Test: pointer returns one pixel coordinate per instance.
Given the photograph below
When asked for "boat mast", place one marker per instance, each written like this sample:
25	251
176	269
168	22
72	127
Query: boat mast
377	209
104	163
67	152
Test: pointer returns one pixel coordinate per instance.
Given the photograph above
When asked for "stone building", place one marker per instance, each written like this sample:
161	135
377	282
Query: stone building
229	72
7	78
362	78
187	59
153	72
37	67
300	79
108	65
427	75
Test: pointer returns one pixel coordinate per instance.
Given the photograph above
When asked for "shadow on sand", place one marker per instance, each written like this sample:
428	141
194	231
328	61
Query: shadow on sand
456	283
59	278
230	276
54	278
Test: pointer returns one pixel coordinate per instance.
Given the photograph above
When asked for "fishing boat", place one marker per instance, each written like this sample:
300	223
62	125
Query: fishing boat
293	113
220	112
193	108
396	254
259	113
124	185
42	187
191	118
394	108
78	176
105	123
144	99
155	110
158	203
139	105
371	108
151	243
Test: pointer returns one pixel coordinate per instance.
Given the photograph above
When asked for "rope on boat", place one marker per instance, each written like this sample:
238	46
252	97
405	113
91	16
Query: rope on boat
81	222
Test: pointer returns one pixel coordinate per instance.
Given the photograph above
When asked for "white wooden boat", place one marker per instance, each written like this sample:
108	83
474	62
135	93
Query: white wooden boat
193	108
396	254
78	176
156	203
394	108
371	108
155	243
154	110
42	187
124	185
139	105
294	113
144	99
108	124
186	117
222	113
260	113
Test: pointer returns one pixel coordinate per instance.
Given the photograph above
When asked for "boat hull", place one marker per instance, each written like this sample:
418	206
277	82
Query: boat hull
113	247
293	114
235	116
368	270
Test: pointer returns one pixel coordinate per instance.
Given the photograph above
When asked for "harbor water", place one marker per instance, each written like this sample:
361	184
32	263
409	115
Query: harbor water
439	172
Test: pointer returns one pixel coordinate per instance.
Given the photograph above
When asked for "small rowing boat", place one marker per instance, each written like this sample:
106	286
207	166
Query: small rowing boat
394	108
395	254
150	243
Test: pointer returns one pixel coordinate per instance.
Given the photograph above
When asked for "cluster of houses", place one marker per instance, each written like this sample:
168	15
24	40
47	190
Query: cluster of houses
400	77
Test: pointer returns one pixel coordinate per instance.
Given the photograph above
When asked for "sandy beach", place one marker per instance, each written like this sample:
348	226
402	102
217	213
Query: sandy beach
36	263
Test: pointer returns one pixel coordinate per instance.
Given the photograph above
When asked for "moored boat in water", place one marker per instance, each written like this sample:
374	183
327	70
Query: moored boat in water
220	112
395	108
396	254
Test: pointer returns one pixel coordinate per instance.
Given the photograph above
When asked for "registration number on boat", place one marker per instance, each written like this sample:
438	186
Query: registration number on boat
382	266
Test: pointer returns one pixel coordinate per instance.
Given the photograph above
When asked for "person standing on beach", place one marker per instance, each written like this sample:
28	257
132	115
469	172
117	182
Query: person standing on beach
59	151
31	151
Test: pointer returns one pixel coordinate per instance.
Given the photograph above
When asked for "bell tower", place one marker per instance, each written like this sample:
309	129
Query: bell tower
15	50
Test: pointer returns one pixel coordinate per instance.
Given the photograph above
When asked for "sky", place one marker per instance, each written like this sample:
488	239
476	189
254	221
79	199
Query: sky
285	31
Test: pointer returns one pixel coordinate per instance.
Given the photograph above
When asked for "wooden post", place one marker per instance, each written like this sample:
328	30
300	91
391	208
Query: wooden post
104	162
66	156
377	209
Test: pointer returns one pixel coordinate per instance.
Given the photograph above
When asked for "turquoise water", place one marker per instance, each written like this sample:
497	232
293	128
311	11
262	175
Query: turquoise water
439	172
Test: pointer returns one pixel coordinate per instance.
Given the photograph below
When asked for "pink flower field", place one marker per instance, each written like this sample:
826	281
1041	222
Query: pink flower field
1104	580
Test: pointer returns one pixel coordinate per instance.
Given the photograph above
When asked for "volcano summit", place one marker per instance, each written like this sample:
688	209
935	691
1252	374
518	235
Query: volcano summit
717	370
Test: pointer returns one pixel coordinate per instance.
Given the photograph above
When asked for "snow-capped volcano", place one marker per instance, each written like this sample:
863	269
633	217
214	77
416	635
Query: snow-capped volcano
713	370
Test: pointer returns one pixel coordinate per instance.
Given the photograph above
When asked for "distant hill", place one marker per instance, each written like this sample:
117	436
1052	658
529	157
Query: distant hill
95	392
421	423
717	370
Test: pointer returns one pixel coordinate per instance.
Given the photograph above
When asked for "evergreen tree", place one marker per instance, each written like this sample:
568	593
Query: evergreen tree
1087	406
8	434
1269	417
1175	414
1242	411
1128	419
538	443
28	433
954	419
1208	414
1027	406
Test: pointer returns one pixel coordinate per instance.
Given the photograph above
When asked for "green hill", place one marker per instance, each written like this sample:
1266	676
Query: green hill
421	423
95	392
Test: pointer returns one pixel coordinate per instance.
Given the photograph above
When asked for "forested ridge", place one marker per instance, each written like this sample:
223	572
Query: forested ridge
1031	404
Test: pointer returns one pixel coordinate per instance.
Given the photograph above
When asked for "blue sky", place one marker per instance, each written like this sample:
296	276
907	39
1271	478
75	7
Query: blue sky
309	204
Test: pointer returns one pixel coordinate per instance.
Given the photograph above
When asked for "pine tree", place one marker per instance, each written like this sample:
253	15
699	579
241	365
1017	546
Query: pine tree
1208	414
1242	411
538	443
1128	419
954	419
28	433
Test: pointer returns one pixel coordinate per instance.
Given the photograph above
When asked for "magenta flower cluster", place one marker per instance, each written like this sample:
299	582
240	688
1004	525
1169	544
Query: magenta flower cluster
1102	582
━━━━━━━━━━━━━━━━━━━━
* _STATED PROBLEM_: Quote the listing in full, please, keeping every line exact.

* _CORRECT OUTPUT_:
Test: pointer returns one pixel coordinate per instance.
Given the photograph below
When asked for "boat mast", place one marker per instance, each written like this sample:
25	251
176	269
168	22
72	127
Query: boat mast
377	209
104	163
67	152
Test: pointer returns one pixel coordinate per instance.
Given the photograph above
When asked for "stone building", place one marker per instance, each written like this sample:
161	135
377	282
Query: stone building
229	72
7	78
362	78
187	59
153	72
37	67
300	79
108	65
427	75
Test: pointer returns one pixel coordinate per instance.
Given the photograph above
When asked for "shadow on sand", place one marker per instance, each written like this sample:
428	141
194	231
328	61
Query: shadow on sand
456	283
59	278
230	276
54	278
Test: pointer returns one pixel coordinate per instance.
Given the photograph above
When asked for "fishing boat", place one marker per instance, each written like this sample:
300	223
62	125
Query: fishing boat
293	113
220	112
193	108
396	254
259	113
124	185
42	187
191	118
394	108
78	176
105	123
144	99
155	110
158	203
139	105
371	108
151	243
Test: pointer returns one pixel coordinate per instance.
Given the photograph above
When asked for "rope on boat", place one marker per instance, each written like this sample:
238	46
252	97
405	113
91	16
Query: rope on boat
81	222
Test: pointer returns one pixel coordinate per instance.
Given the photograph above
When asked for "white wooden boat", place one marker per instance, each written like this sample:
108	83
474	62
135	93
Query: white wooden boat
193	108
396	254
78	176
156	203
394	108
371	108
155	243
154	110
42	187
124	185
139	105
294	113
144	99
108	124
186	117
222	113
260	113
Test: pointer returns one pixel coordinate per instance.
Given the photograph above
When asked for "boat hull", place one marker per instance, each written like this sample:
418	206
277	82
Query: boat hull
113	247
293	114
235	116
368	270
Test: pointer returns one pixel coordinate per instance.
Given the photograph above
When asked for "harbor water", place one marker per instance, each written like this sample:
361	184
32	263
409	115
Query: harbor water
439	172
Test: pointer returns one pixel coordinate per instance.
Given the photograph above
When asked for "small rowing boat", place one marker per instance, each written like this sample:
106	286
207	166
Query: small rowing boat
394	108
395	254
150	243
Test: pointer returns one pixel coordinate per instance.
Given the photograph above
When asked for "cluster of houses", place one marker per instance, each written like this sample:
168	15
24	40
47	190
Query: cluster of houses
400	77
Test: pointer returns one pixel coordinate per instance.
Given the photograph above
When asked for "sandy beach", place one marker per instance, each written like this sample:
348	226
402	102
217	213
Query: sandy beach
36	263
Test: pointer returns one pixel coordinate per instance.
Given the photograph above
When asked for "moored boat in water", place one marker per instance, each written like this sample:
374	183
327	70
Query: moored boat in water
220	112
395	108
396	254
Test: pointer returns one pixel coordinate per instance.
Given the photograph above
When asked for "registration number on boat", place one marker per instance, each written like this sample:
438	186
Query: registration number on boat
382	266
Test: pointer returns one pixel coordinate per instance.
Given the photograph above
When asked for "person standing on beach", place one marker per instance, each written like this sample:
28	257
132	115
469	172
117	182
Query: person standing on beach
59	151
31	151
Test: pointer returns one pixel coordinate per instance.
Given the photograph above
When asked for "bell tower", place one marker per instance, each written like this sample:
309	129
Query: bell tower
15	50
Test: pointer returns one pixel coordinate per instance.
Given the photograph above
When asked for "sky", place one marker per instance, each written like this sample:
488	239
476	189
254	221
79	199
Query: sky
285	31
Test: pointer returns one pixel coordinate per instance.
Given the photograph above
When asked for "wooden post", place one marker per instance, each written like this sample:
328	30
300	91
391	208
Query: wooden post
104	162
66	156
377	209
Test: pointer returns one pixel coordinate per instance.
Given the photograph above
When asked for "turquoise water", place one marker per instance, each written like this sample:
497	232
293	128
311	11
262	175
Query: turquoise water
439	172
Test: pointer returns one pixel coordinate per instance.
Given the photograph below
When asked for "pink flower field", place one marker per instance, each written like this sample:
826	281
1041	222
Query: pink flower field
1104	580
Test: pointer returns one pixel coordinate per instance.
Given the photograph above
When asked for "volcano summit", place one marker per instance, each written like this sample:
688	209
935	691
1252	374
518	235
Query: volcano summit
717	370
Test: pointer returns one pixel coordinate per instance.
Given the photograph above
When asked for "snow-capped volcano", place one marker per instance, each written like this sample:
863	269
633	217
214	77
416	635
Query: snow-capped volcano
713	370
Test: pointer returns one pixel coordinate per instance.
Given the photograph above
When asked for "distant hill", place one marker per instance, each written like this sample:
117	436
1052	658
529	157
Query: distant hill
95	392
421	423
717	370
Test: pointer returns one pixel coordinate per instance.
Given the photograph above
When asked for "evergreen tree", place one marker per instance, each written like this sample:
568	593
Query: evergreen tree
1087	406
8	434
1269	417
1175	414
1242	411
1128	419
538	443
28	433
954	419
1208	414
1027	406
Test: pointer returns one pixel coordinate per instance.
Given the photograph above
When asked for "green hill", place one marker per instance, each written like this sample:
1266	676
Query: green hill
421	423
95	392
Test: pointer returns one pixel coordinate per instance.
Given the photograph above
When asked for "forested ridge", place one marker per instance, each written like this sample:
223	572
Query: forested ridge
1031	404
Test: pointer returns one pixel coordinate per instance.
Given the photograph above
When asked for "blue sky", place one marker per instance, each written like this sample:
296	276
907	39
1271	478
75	7
Query: blue sky
309	204
Test: pointer returns one pixel coordinate per instance.
Given the photograph above
When asked for "pine tree", place one marker per instance, each written like this sample:
253	15
699	579
241	365
1017	546
Query: pine tree
1208	414
1242	411
538	443
1128	419
954	419
28	433
Test: pointer returns one pixel coordinate per instance.
Given the photograph above
When asked for "magenta flower cluster", place one marker per instance, each written like this sample:
299	582
240	688
1004	525
1169	544
Query: magenta flower cluster
1102	582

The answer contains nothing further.